### Exercise requirements
Print the portion of the grandmother tribute below that begins at the words "My three sisters" and ends after "loved us endlessly.".

*** Selected excerpt Section Begins ***

August 28, 2019 marks the 10-year anniversary of my grandmother's passing from stage IV colon cancer. She was so incredibly special to me -- so much so that I still struggle with the reality that her life ended so abruptly and so unfairly. She was 76 at the time of her death, but was healthy, independent and full of life. Some days, it feels like she just died. Other days, it feels like she has been gone for a lifetime.
My three sisters and I were her whole world. Her "sugar babes" as she liked to call us. I would give anything to hear her call me "sugar babe" just one more time. Just once. She spoiled us and loved us endlessly.
My grandmother was the definition of hard work. She grew up on a working tobacco farm outside of New Orleans as part of a large Cajun family. She didn't speak a word of English when she started elementary school and shortly after graduating high school, she moved to Washington DC to work as a secretary. It was there that she met my grandfather, got married and had my Mom. She continued to work her entire adult life, retiring from NIH after a very long career.

*** Selected excerpt Section Ends ***
*** Given data Section Begins ***

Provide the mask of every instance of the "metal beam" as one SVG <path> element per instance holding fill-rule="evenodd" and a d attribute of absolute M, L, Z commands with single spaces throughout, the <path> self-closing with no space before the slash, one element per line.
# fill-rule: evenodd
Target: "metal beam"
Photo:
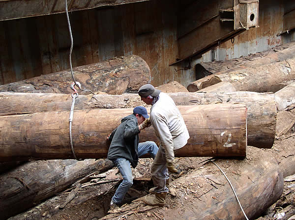
<path fill-rule="evenodd" d="M 74 11 L 98 7 L 146 1 L 149 0 L 71 0 L 68 10 Z M 0 0 L 0 21 L 63 13 L 64 0 Z"/>

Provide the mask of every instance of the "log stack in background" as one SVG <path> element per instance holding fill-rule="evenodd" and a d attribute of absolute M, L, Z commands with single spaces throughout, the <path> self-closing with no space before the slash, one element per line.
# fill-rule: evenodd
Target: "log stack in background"
<path fill-rule="evenodd" d="M 150 71 L 142 58 L 135 55 L 115 57 L 101 63 L 73 68 L 77 81 L 82 88 L 93 93 L 121 94 L 136 92 L 141 86 L 150 82 Z M 36 76 L 0 86 L 0 92 L 52 93 L 70 94 L 73 81 L 70 70 Z M 83 92 L 88 94 L 89 92 Z"/>
<path fill-rule="evenodd" d="M 229 93 L 175 93 L 168 95 L 177 105 L 246 103 L 247 107 L 247 140 L 249 145 L 270 148 L 275 135 L 276 107 L 273 94 L 251 92 Z M 25 102 L 24 100 L 26 100 Z M 68 111 L 72 98 L 70 95 L 0 93 L 0 112 L 2 115 Z M 80 95 L 74 109 L 134 108 L 146 105 L 137 94 Z M 20 103 L 23 103 L 22 105 Z M 263 114 L 262 114 L 263 113 Z M 68 112 L 64 112 L 68 115 Z M 75 116 L 74 116 L 75 120 Z"/>

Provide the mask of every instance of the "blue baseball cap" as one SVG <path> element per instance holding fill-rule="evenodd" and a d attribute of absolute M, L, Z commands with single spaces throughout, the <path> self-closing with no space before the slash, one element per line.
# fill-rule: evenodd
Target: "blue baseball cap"
<path fill-rule="evenodd" d="M 149 118 L 149 116 L 148 115 L 148 111 L 147 111 L 146 108 L 143 106 L 137 106 L 134 108 L 133 109 L 133 113 L 139 114 L 146 119 Z"/>

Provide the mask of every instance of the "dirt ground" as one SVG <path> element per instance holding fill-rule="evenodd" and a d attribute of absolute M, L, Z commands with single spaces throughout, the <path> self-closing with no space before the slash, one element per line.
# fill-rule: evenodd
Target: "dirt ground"
<path fill-rule="evenodd" d="M 288 114 L 295 116 L 295 110 L 291 109 Z M 278 118 L 278 119 L 279 118 Z M 280 123 L 278 122 L 278 123 Z M 259 149 L 249 147 L 247 157 L 243 159 L 237 158 L 218 158 L 217 161 L 222 169 L 226 171 L 228 177 L 232 179 L 235 175 L 240 175 L 241 166 L 249 164 L 256 160 L 264 153 L 270 154 L 278 164 L 286 158 L 294 156 L 295 133 L 294 127 L 291 127 L 285 135 L 277 137 L 271 149 Z M 208 167 L 209 157 L 187 157 L 177 158 L 177 163 L 182 171 L 179 174 L 171 175 L 172 182 L 170 192 L 166 197 L 166 204 L 163 207 L 146 206 L 142 202 L 132 202 L 148 194 L 148 190 L 153 187 L 149 168 L 152 161 L 149 158 L 141 159 L 138 166 L 133 169 L 134 184 L 125 196 L 121 209 L 122 212 L 108 215 L 111 198 L 118 187 L 121 177 L 117 168 L 98 174 L 93 174 L 90 182 L 83 183 L 74 198 L 60 208 L 70 193 L 77 187 L 72 188 L 57 195 L 30 210 L 9 219 L 10 220 L 176 220 L 181 219 L 176 215 L 185 213 L 188 210 L 198 210 L 195 201 L 200 199 L 202 195 L 229 183 L 226 179 L 215 179 L 214 176 L 222 176 L 217 167 L 211 165 Z M 194 172 L 205 171 L 206 178 L 198 180 L 195 184 L 193 174 Z M 251 168 L 249 168 L 251 169 Z M 294 174 L 294 173 L 293 173 Z M 208 177 L 209 176 L 209 177 Z M 206 184 L 209 180 L 213 184 Z M 183 181 L 183 180 L 185 180 Z M 284 179 L 284 191 L 275 203 L 266 209 L 256 218 L 258 220 L 285 220 L 295 215 L 295 177 L 290 176 Z M 203 181 L 203 182 L 202 182 Z M 216 202 L 220 201 L 218 193 L 214 195 Z M 181 203 L 185 204 L 183 206 Z M 135 207 L 136 206 L 136 207 Z M 201 210 L 199 210 L 199 211 Z M 166 218 L 165 218 L 165 217 Z M 187 219 L 190 219 L 188 218 Z M 229 218 L 224 219 L 232 219 Z"/>

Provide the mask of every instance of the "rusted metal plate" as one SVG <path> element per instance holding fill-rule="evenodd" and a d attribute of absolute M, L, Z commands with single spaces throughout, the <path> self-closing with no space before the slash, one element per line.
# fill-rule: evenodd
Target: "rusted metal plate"
<path fill-rule="evenodd" d="M 68 0 L 68 10 L 74 11 L 149 0 Z M 0 0 L 0 21 L 49 15 L 65 11 L 63 0 Z"/>

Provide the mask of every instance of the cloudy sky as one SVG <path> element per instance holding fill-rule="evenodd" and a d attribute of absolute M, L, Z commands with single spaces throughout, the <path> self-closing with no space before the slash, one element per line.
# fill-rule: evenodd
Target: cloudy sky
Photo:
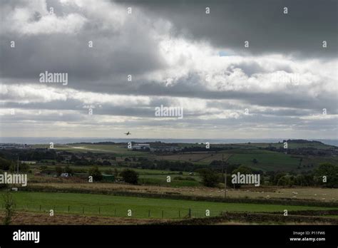
<path fill-rule="evenodd" d="M 0 8 L 1 137 L 337 138 L 337 1 Z"/>

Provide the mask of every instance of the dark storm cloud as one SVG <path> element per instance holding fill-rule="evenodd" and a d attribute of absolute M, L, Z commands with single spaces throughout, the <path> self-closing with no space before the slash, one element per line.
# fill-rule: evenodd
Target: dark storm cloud
<path fill-rule="evenodd" d="M 126 1 L 123 1 L 123 2 Z M 149 15 L 174 24 L 173 35 L 187 33 L 236 53 L 281 53 L 301 57 L 335 57 L 337 1 L 334 0 L 127 1 Z M 205 14 L 205 7 L 210 14 Z M 288 14 L 283 14 L 283 8 Z M 250 48 L 244 48 L 250 41 Z M 328 47 L 322 48 L 327 41 Z M 225 50 L 226 51 L 226 50 Z"/>

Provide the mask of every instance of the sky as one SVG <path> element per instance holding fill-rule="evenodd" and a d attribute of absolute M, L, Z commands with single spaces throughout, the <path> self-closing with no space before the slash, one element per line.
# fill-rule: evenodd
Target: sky
<path fill-rule="evenodd" d="M 2 0 L 0 137 L 337 139 L 337 3 Z"/>

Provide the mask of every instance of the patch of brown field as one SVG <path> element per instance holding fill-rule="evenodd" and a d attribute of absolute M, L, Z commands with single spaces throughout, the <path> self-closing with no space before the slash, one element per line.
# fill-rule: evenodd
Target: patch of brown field
<path fill-rule="evenodd" d="M 4 214 L 0 214 L 1 224 L 3 219 Z M 133 219 L 66 214 L 58 214 L 51 217 L 48 214 L 20 212 L 15 214 L 11 224 L 145 224 L 168 221 L 162 219 Z"/>
<path fill-rule="evenodd" d="M 122 183 L 82 183 L 82 182 L 37 182 L 31 186 L 42 186 L 56 189 L 73 188 L 91 190 L 127 191 L 182 195 L 223 197 L 224 189 L 206 187 L 171 187 L 150 185 L 131 185 Z M 232 198 L 290 198 L 308 199 L 323 202 L 338 200 L 338 189 L 320 187 L 242 187 L 240 190 L 227 188 L 227 197 Z"/>

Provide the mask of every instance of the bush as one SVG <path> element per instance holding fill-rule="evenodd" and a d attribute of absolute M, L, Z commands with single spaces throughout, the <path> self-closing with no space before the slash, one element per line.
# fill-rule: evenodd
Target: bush
<path fill-rule="evenodd" d="M 8 225 L 11 222 L 11 218 L 14 214 L 14 200 L 13 195 L 9 192 L 7 192 L 3 195 L 4 208 L 5 208 L 5 218 L 4 219 L 4 224 Z"/>
<path fill-rule="evenodd" d="M 56 166 L 55 167 L 55 171 L 56 172 L 56 175 L 58 177 L 61 176 L 62 173 L 62 167 L 61 166 Z"/>
<path fill-rule="evenodd" d="M 210 169 L 200 169 L 197 171 L 202 177 L 202 183 L 206 187 L 216 187 L 218 185 L 219 175 Z"/>
<path fill-rule="evenodd" d="M 125 169 L 120 172 L 120 175 L 123 177 L 123 180 L 127 183 L 136 185 L 138 180 L 138 174 L 133 170 Z"/>
<path fill-rule="evenodd" d="M 89 169 L 89 175 L 93 177 L 94 181 L 101 181 L 103 179 L 101 172 L 98 170 L 97 166 L 93 167 Z"/>

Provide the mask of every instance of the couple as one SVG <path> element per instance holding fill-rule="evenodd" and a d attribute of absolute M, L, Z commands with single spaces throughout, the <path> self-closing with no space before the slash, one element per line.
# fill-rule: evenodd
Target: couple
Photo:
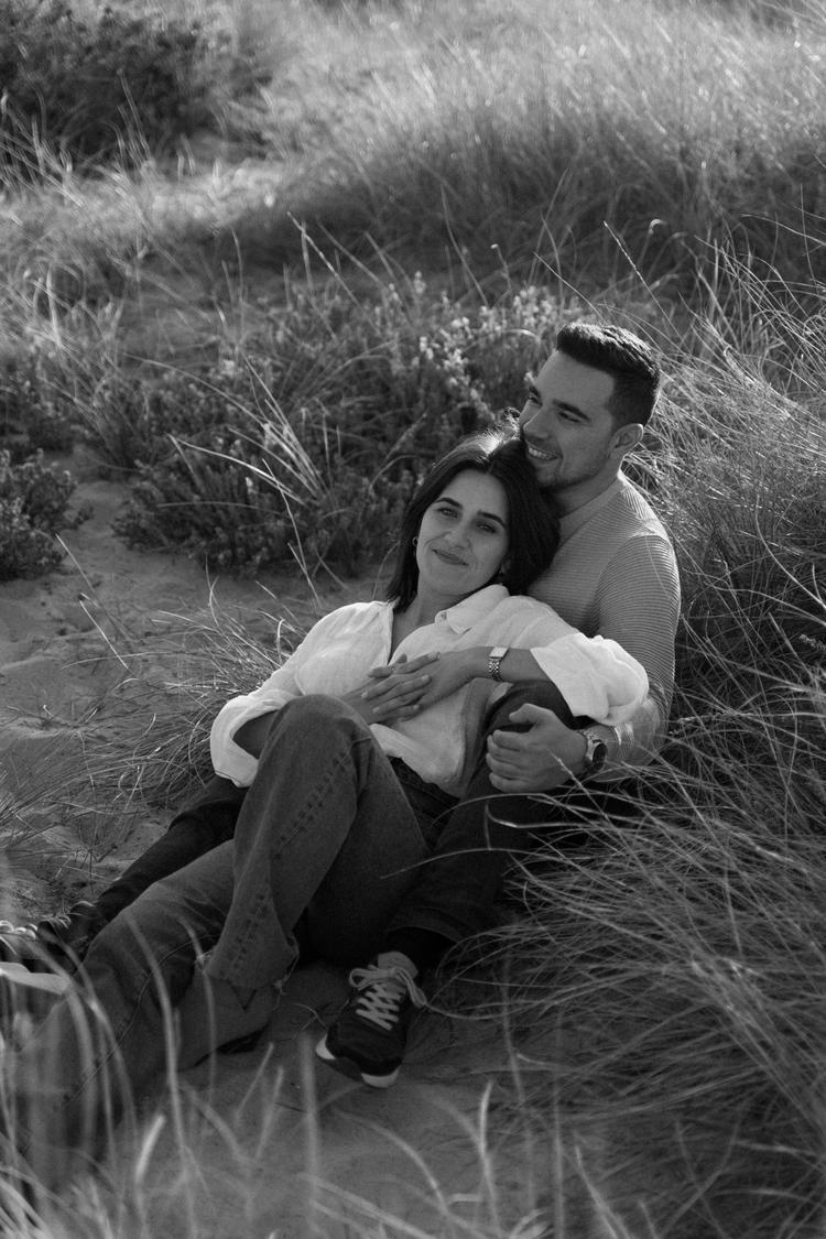
<path fill-rule="evenodd" d="M 38 1176 L 93 1150 L 103 1115 L 157 1078 L 170 1010 L 186 1067 L 265 1027 L 302 955 L 353 968 L 320 1057 L 393 1083 L 421 974 L 488 923 L 513 846 L 500 818 L 573 781 L 556 810 L 570 824 L 655 751 L 679 584 L 620 465 L 658 382 L 630 333 L 562 328 L 520 435 L 476 436 L 422 482 L 389 601 L 327 616 L 219 712 L 217 778 L 69 914 L 69 944 L 80 923 L 89 939 L 78 984 L 2 1064 Z"/>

*** Given data Section Ends ***

### Finished task
My three sisters and I were her whole world. Her "sugar babes" as she liked to call us. I would give anything to hear her call me "sugar babe" just one more time. Just once. She spoiled us and loved us endlessly.